* WORK INSTRUCTIONS: Retype the write-up on comparing cellular cousins below, word for word, from "Research: Comparing Cellular" to "throughout this project.".

* PASSAGE:
━━━━━━━━━━

Research: Comparing Cellular Cousins
motivation
Basically I wanted to compare naked mole rat fibroblasts and human induced pluripotent stem cells against human fibroblasts to try to find genes that prevent aging, since naked mole rats and IPSCs don’t age while human cells do. The general metric would be: abs[(NMRCell - humanCell) + (humanIPSC - humanCell)]/abs(NMRCell - humanIPSC), so that hits are rewarded when NMR expression is close to IPSC expression and when NMR/IPSC expression is far away from human fibroblast expression. ChatGPT was used extensively throughout this project.
data and code
The comparison will be made with RNA sequencing data and comes from these links:
https://www.ncbi.nlm.nih.gov/geo/query/acc.cgi?acc=GSE239446
https://www.ncbi.nlm.nih.gov/geo/query/acc.cgi?acc=GSE294121
https://www.ncbi.nlm.nih.gov/geo/query/acc.cgi?acc=GSE147871
The code which already includes the data is found here:
https://github.com/luojxxx/Comparing-gene-expression-for-aging
Results
Here’s a link to interpreting the results: https://docs.gsea-msigdb.org/#GSEA/GSEA_User_Guide/#interpreting-gsea-results
So after ranking the genes using my metric, we can see that apoptosis, inflammation, and cellular proliferation pathways for NMR fibroblast cells are similar to human IPSCs while different from human fibroblasts. It’s possible that NMR fibroblasts suppresses inflammation like how human IPSCs do, which is one of the reasons why they don’t age. Also the way the cells control apoptosis and cellular proliferation may be related to how the NMR avoids cancer and retains youthful cellular proliferation. Ultimately this exploratory study needs to be followed up with experimental studies to determine which genes have the most effect and how, although this exploratory study definitely focuses down on the list.
You can go through the results in detail under the metric run folder in the Github repo: https://github.com/luojxxx/Comparing-gene-expression-for-aging/tree/main/metric_run
The main results are:
https://github.com/luojxxx/Comparing-gene-expression-for-aging/blob/main/metric_run/metric_results.tsv
And the rnk file used for the gene set enrichment analysis is:
https://github.com/luojxxx/Comparing-gene-expression-for-aging/blob/main/metric_run/next_pass/gsea_no_confounds_agreement_and_stable_metric_eps_0p1.rnk
The outlier metric was something chatGPT came up with itself, but doesn’t follow what I wanted since it doesn’t reward closeness between the NMR fibroblast and human IPSC. The composite metric is the outlier metric divided by a denominator which ends up being my metric. Goes to show it still needs a human to watch the AI.

━━━━━━━━━━

* Stored data entries:
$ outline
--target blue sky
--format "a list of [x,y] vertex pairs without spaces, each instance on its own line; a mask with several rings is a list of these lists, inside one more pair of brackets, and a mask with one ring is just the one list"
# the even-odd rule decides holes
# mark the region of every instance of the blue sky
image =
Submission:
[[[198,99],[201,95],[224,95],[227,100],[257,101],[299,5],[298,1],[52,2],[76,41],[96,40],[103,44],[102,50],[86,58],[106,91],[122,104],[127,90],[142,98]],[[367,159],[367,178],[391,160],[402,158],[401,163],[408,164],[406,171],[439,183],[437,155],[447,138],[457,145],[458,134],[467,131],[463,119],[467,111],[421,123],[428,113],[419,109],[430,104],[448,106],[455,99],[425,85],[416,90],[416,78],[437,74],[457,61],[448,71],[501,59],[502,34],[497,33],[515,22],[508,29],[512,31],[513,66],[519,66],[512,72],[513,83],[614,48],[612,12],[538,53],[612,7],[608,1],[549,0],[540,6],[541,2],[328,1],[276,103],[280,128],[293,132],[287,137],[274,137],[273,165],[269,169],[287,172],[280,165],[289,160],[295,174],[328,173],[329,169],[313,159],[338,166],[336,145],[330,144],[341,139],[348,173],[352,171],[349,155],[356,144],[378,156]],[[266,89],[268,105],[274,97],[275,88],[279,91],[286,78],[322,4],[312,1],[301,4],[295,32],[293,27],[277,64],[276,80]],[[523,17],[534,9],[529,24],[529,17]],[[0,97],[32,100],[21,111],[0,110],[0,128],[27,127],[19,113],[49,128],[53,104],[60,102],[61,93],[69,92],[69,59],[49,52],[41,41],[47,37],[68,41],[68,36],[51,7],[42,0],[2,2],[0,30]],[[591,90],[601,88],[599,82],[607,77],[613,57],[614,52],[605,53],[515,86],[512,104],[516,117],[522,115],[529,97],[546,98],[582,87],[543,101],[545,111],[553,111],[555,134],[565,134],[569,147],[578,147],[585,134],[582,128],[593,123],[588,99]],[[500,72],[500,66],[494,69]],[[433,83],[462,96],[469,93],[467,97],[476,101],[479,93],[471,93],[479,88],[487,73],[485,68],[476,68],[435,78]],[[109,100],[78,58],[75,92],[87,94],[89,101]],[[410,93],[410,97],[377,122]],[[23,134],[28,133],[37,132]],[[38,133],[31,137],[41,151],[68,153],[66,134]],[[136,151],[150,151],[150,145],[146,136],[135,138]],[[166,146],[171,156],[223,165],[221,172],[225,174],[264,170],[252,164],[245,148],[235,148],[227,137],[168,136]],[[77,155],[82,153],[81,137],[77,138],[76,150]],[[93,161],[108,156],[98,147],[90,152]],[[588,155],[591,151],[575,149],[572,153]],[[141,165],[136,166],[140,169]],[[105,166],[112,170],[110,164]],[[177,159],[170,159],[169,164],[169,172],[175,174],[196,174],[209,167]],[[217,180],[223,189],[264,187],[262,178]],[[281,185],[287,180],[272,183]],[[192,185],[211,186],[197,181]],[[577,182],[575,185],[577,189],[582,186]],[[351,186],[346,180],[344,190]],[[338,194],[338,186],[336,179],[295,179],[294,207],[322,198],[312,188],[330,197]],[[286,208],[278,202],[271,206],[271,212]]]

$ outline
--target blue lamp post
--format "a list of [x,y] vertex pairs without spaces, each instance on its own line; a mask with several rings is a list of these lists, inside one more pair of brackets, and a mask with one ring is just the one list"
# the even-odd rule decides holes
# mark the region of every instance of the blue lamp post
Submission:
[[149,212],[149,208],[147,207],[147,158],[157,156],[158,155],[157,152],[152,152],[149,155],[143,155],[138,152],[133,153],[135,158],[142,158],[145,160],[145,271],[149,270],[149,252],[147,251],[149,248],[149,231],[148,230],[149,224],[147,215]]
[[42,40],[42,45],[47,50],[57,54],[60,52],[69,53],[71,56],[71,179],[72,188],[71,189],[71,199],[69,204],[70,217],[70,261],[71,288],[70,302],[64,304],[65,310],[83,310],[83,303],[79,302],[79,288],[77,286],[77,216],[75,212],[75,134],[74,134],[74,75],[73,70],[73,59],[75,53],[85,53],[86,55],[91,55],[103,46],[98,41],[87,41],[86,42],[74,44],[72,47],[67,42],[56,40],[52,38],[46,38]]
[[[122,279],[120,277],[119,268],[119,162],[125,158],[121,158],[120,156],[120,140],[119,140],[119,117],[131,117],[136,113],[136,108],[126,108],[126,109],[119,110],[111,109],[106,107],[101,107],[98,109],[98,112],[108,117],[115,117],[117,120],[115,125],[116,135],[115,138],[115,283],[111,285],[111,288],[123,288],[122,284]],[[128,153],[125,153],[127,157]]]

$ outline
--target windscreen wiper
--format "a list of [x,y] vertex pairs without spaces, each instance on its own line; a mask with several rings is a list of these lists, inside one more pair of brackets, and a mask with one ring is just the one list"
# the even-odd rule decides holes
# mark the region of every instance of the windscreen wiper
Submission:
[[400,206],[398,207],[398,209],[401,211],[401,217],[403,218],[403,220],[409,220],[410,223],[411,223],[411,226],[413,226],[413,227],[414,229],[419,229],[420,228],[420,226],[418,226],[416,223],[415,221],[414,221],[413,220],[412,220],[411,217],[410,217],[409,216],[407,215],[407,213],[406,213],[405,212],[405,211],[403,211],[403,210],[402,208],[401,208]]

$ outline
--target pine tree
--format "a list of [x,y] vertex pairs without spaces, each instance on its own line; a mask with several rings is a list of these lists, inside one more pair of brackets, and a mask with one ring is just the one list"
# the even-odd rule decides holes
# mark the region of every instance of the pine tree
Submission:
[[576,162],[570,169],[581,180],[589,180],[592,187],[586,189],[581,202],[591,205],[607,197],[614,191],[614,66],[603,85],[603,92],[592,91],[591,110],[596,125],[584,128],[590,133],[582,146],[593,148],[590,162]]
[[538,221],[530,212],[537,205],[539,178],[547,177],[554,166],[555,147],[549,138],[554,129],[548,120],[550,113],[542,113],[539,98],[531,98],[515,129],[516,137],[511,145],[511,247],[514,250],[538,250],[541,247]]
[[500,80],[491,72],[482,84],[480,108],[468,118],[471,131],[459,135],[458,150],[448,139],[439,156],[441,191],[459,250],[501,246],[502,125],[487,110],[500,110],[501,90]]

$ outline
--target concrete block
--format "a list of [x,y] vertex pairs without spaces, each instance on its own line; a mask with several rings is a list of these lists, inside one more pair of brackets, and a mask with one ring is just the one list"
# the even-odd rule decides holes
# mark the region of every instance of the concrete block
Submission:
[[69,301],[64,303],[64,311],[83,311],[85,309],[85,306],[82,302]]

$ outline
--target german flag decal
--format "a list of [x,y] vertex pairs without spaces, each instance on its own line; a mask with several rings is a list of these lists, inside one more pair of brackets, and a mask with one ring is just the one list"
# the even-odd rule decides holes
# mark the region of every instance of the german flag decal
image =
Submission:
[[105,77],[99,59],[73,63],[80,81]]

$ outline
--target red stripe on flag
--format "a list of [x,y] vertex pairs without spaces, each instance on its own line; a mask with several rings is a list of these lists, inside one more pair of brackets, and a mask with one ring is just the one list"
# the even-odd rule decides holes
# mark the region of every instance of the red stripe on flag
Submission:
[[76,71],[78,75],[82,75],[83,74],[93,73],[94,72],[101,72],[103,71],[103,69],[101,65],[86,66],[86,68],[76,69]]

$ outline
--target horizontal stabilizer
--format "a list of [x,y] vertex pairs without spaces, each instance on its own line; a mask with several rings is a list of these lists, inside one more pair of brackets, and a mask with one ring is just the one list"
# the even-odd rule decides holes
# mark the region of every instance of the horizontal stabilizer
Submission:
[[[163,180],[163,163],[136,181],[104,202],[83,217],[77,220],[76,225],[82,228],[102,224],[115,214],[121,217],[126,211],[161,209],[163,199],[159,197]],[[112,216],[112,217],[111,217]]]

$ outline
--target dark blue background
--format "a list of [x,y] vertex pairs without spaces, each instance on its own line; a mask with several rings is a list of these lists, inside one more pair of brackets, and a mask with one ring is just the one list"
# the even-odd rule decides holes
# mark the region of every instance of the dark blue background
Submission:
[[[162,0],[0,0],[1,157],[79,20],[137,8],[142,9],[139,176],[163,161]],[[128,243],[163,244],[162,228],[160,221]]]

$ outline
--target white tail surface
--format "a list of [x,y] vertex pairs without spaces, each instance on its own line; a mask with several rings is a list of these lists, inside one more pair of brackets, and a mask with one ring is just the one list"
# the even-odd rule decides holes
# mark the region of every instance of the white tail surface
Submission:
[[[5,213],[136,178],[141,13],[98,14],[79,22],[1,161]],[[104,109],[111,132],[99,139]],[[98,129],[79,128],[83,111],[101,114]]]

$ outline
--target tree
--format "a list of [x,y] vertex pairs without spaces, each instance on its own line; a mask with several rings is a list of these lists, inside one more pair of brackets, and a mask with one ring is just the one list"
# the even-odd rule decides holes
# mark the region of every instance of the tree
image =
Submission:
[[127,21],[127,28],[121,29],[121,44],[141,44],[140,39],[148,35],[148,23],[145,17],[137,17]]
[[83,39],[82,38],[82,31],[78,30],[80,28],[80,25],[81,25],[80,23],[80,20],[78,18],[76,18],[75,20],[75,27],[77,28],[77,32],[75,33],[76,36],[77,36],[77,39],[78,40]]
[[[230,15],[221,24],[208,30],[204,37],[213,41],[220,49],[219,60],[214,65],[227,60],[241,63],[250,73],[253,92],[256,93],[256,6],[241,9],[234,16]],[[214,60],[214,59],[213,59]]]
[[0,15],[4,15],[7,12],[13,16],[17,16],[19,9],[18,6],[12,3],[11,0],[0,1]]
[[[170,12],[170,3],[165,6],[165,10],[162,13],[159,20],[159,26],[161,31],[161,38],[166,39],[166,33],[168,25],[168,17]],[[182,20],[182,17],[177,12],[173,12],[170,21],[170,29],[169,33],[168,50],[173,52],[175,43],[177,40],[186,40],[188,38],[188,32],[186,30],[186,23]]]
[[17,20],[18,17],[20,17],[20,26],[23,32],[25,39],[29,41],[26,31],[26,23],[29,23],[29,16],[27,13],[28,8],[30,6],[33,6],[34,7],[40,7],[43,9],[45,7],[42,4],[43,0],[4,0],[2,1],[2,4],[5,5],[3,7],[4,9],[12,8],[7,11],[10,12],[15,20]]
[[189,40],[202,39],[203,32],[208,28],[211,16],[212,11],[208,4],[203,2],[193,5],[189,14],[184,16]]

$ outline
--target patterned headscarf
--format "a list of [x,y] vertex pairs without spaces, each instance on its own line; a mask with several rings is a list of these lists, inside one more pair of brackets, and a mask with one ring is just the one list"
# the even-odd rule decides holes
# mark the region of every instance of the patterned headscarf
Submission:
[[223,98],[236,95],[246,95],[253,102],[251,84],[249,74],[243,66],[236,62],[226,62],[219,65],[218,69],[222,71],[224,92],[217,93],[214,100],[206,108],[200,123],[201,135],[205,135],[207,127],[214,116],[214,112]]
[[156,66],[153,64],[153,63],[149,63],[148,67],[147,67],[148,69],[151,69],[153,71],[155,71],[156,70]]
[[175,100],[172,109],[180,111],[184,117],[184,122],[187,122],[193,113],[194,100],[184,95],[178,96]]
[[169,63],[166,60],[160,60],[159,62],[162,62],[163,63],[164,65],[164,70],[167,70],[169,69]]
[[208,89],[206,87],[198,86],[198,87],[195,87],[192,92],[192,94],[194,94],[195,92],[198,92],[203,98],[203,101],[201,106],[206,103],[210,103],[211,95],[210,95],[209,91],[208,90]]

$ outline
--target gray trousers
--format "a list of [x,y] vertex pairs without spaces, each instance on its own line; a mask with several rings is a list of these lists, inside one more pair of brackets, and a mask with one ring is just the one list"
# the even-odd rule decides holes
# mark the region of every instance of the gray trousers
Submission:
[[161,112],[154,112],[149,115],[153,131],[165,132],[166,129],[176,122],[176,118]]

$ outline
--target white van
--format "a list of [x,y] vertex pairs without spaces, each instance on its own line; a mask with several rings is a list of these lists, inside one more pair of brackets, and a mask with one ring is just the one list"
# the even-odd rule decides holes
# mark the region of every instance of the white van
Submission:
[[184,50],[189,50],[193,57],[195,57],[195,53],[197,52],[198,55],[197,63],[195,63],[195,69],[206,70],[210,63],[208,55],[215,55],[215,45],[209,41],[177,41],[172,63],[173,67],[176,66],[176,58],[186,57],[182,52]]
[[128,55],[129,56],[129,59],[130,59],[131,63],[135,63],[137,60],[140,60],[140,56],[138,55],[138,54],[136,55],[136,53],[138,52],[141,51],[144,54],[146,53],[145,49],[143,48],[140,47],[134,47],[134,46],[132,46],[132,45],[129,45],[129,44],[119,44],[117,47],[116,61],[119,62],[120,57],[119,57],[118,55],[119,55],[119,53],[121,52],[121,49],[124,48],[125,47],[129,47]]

━━━━━━━━━━

* ANSWER BOX:
Research: Comparing Cellular Cousins
motivation
Basically I wanted to compare naked mole rat fibroblasts and human induced pluripotent stem cells against human fibroblasts to try to find genes that prevent aging, since naked mole rats and IPSCs don’t age while human cells do. The general metric would be: abs[(NMRCell - humanCell) + (humanIPSC - humanCell)]/abs(NMRCell - humanIPSC), so that hits are rewarded when NMR expression is close to IPSC expression and when NMR/IPSC expression is far away from human fibroblast expression. ChatGPT was used extensively throughout this project.